[Extracted records]
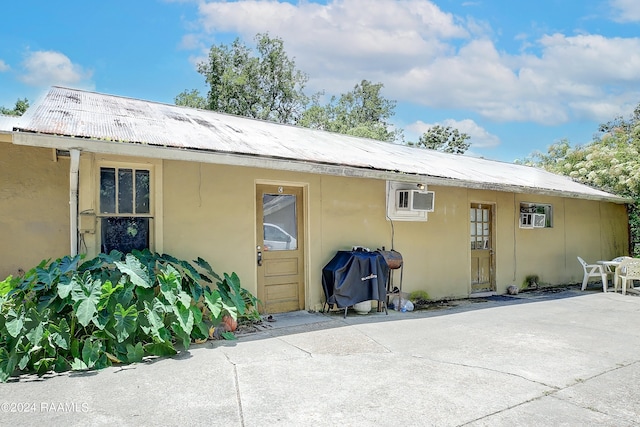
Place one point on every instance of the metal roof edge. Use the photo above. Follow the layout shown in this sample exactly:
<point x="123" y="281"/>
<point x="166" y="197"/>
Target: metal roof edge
<point x="233" y="159"/>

Task brief ::
Leave out the pictures and restate everything else word for word.

Result for this exercise ::
Place one point on every instance of the metal roof edge. Use the photo above. Follow the layout shown in this sample exactly:
<point x="123" y="281"/>
<point x="166" y="197"/>
Target: metal roof edge
<point x="233" y="159"/>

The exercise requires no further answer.